Госпожа Бете нашла во мне большую перемену и не сумела скрыть свою печаль и изумление по этому случаю. Она была еще больше поражена, когда я ей рассказала, что за последние два месяца каждый день, вставая, я не знала, дотяну день до конца или покончу с собой. Однако самоубийство, по зрелом размышлении, показалось мне малодушием и трусостью, и это удержало меня от исполнения моего намерения, хотя я с радостью пошла бы навстречу смерти, если бы получила ее из других рук, а не из своих собственных. Зимой я менее страдала от ревматизма, ухудшившегося вследствие сырости моей дачи. Я выезжала кататься в экипаже и, по обыкновению, два раза в неделю обедала у императрицы.
Однажды за обедом дежурный генерал-адъютант, граф Брюс, рассказал, с какой беззаветной храбростью солдаты забирались на стену города, с которой стреляли по ним.

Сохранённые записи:
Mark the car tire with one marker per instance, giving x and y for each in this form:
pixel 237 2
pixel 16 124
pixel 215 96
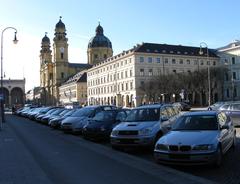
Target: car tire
pixel 219 156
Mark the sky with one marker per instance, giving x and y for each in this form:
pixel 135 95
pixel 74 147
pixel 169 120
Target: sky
pixel 126 23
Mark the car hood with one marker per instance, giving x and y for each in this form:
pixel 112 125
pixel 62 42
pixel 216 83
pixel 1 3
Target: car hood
pixel 135 125
pixel 189 137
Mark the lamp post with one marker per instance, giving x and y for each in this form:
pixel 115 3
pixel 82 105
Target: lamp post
pixel 15 42
pixel 232 79
pixel 208 63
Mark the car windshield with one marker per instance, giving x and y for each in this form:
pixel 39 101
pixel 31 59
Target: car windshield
pixel 146 114
pixel 83 112
pixel 196 122
pixel 105 116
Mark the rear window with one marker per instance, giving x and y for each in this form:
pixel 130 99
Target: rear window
pixel 196 122
pixel 236 107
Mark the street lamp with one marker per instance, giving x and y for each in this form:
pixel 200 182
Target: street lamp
pixel 232 79
pixel 208 63
pixel 1 94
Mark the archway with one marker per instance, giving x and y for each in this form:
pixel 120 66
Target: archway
pixel 6 97
pixel 17 96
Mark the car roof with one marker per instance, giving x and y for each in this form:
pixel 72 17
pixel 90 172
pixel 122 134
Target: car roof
pixel 197 113
pixel 153 106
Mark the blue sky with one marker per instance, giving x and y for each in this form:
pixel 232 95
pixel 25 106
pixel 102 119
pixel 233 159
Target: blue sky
pixel 125 23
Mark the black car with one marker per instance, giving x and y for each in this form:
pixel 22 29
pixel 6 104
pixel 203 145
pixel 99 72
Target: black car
pixel 56 122
pixel 101 125
pixel 182 106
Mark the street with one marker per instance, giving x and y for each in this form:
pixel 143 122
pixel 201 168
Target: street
pixel 33 153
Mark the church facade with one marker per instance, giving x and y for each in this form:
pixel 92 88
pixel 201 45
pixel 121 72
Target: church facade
pixel 55 69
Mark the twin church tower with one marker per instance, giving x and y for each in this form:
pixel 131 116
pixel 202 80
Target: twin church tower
pixel 57 69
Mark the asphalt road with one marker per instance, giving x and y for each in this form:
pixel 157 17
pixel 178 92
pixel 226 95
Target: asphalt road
pixel 33 153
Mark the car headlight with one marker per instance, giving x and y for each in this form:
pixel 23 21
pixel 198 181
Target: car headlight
pixel 114 133
pixel 203 147
pixel 102 128
pixel 161 147
pixel 145 131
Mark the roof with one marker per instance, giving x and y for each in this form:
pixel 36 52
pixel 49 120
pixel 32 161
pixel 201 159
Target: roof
pixel 173 49
pixel 231 45
pixel 197 113
pixel 79 77
pixel 79 65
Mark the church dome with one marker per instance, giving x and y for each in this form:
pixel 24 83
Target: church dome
pixel 45 39
pixel 60 24
pixel 99 40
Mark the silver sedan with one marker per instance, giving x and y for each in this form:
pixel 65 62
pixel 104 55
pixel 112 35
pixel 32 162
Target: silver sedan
pixel 197 138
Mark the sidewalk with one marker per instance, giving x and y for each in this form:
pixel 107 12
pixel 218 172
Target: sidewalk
pixel 17 166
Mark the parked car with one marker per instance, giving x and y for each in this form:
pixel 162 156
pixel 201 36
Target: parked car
pixel 144 125
pixel 216 106
pixel 54 112
pixel 101 125
pixel 56 122
pixel 197 138
pixel 233 110
pixel 182 106
pixel 88 113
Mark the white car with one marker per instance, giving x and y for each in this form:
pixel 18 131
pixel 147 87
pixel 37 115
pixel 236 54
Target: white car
pixel 197 138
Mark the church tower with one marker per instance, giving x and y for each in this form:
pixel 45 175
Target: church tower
pixel 99 47
pixel 46 70
pixel 60 57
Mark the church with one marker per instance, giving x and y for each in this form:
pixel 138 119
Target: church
pixel 55 68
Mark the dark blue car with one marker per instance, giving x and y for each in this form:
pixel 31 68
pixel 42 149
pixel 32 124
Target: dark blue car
pixel 101 125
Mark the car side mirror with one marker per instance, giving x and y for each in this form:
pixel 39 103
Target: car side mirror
pixel 164 118
pixel 224 127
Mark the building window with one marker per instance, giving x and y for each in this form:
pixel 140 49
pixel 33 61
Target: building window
pixel 233 60
pixel 235 92
pixel 50 76
pixel 141 72
pixel 150 60
pixel 150 72
pixel 234 75
pixel 130 73
pixel 166 60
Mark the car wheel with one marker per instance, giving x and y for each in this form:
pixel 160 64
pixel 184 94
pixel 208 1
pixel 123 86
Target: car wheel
pixel 219 155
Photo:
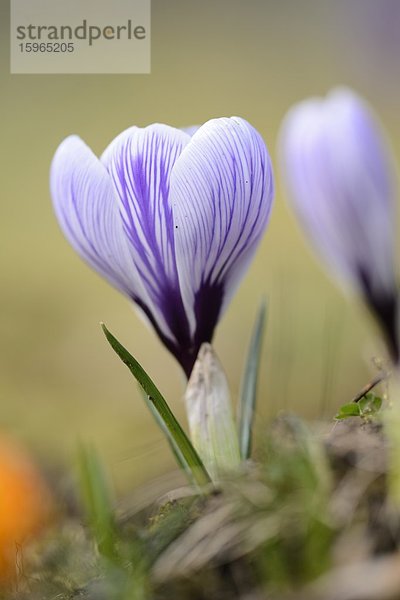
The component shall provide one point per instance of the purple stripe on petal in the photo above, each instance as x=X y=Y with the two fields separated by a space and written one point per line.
x=140 y=162
x=221 y=195
x=86 y=207
x=84 y=203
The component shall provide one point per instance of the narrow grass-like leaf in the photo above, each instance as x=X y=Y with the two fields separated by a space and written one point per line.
x=97 y=498
x=248 y=392
x=183 y=449
x=171 y=442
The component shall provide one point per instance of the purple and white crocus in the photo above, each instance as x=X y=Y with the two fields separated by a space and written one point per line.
x=171 y=220
x=339 y=174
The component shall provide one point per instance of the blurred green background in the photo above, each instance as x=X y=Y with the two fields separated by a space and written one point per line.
x=60 y=381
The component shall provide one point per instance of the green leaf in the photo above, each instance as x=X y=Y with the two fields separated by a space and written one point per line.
x=348 y=410
x=369 y=405
x=248 y=392
x=97 y=498
x=183 y=449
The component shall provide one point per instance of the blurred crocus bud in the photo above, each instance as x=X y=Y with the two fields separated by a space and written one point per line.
x=339 y=175
x=211 y=423
x=25 y=504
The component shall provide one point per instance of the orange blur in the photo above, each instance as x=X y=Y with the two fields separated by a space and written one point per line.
x=24 y=504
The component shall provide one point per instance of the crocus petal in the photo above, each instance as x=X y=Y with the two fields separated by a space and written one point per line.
x=86 y=207
x=84 y=203
x=339 y=176
x=140 y=162
x=221 y=194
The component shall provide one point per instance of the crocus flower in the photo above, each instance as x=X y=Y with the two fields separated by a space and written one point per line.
x=171 y=220
x=339 y=175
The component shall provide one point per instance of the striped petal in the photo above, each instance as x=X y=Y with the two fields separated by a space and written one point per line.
x=140 y=162
x=85 y=206
x=221 y=195
x=339 y=176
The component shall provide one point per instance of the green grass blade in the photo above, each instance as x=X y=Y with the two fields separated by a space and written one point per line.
x=171 y=442
x=248 y=392
x=183 y=449
x=97 y=498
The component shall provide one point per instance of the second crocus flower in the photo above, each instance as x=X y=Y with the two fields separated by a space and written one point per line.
x=339 y=179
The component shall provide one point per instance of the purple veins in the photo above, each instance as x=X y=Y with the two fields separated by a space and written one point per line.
x=171 y=220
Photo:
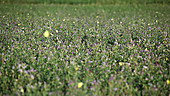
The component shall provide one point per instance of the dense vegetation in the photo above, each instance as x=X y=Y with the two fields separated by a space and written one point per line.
x=87 y=1
x=84 y=50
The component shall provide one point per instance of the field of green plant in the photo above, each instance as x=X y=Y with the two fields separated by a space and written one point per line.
x=84 y=50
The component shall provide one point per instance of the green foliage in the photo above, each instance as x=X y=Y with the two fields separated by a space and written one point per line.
x=87 y=1
x=111 y=49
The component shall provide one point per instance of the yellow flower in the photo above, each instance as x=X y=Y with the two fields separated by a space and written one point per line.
x=167 y=59
x=80 y=84
x=167 y=82
x=46 y=33
x=120 y=63
x=76 y=68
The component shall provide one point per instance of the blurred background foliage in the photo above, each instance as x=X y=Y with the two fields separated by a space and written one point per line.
x=85 y=1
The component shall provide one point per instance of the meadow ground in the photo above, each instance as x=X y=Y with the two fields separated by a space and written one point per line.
x=84 y=50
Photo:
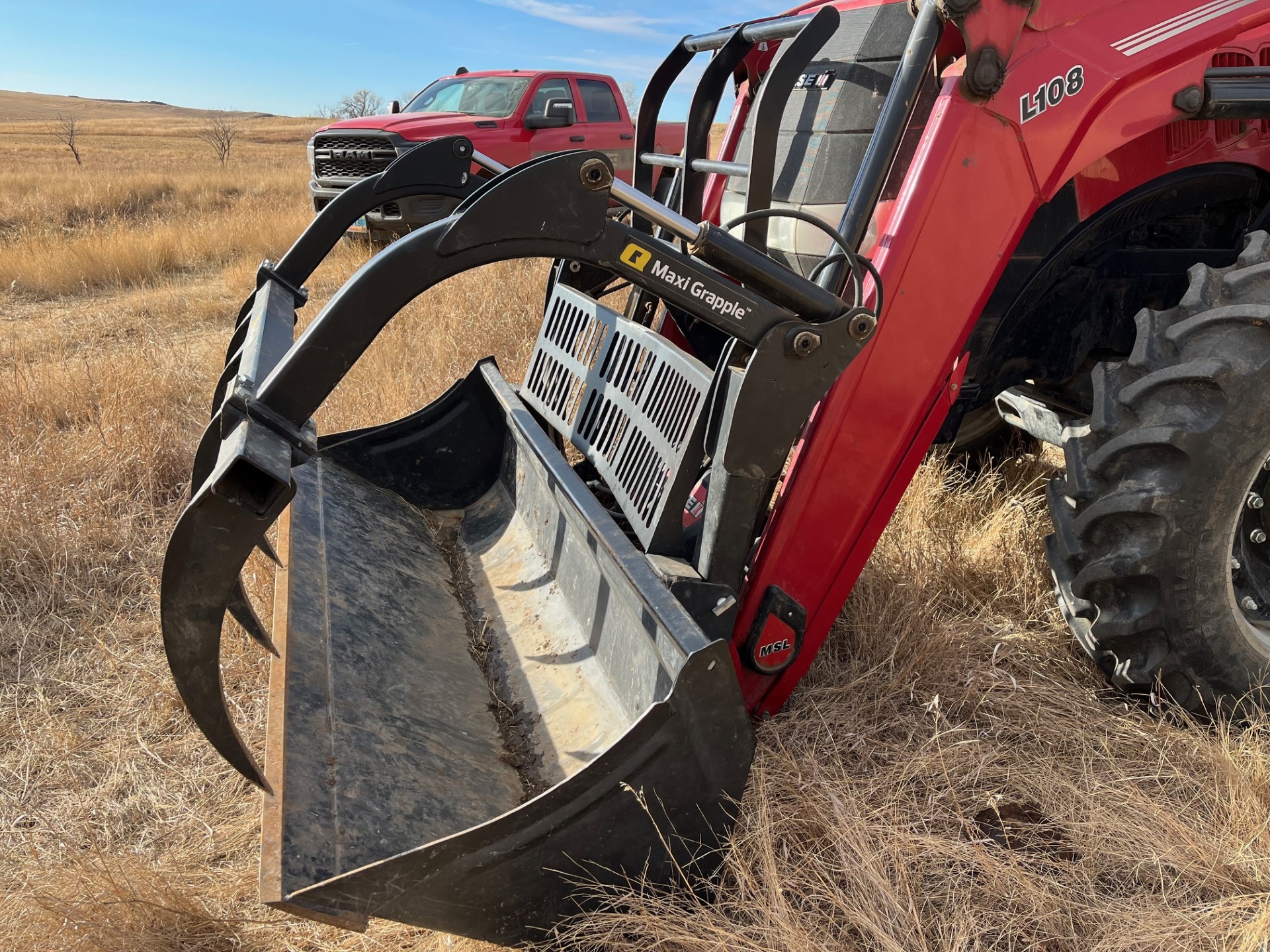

» Задание 1
Процитируйте фрагмент текста упражнения от слов «Однажды за обедом» до слов «стреляли по ним.» включительно.
» Задание 2
Сколько раз в неделю, согласно тексту упражнения, рассказчица обычно обедала у императрицы?
» Задание 3
Перечислите всех лиц, которых текст упражнения называет по имени или титулу (рассказчицу не считать).
Записи выше никак не связаны с текстом упражнения.

» Ответ 1
Однажды за обедом дежурный генерал-адъютант, граф Брюс, рассказал, с какой беззаветной храбростью солдаты забирались на стену города, с которой стреляли по ним.

» Ответ 2
Два раза в неделю.

» Ответ 3
Госпожа Бете, императрица, граф Брюс.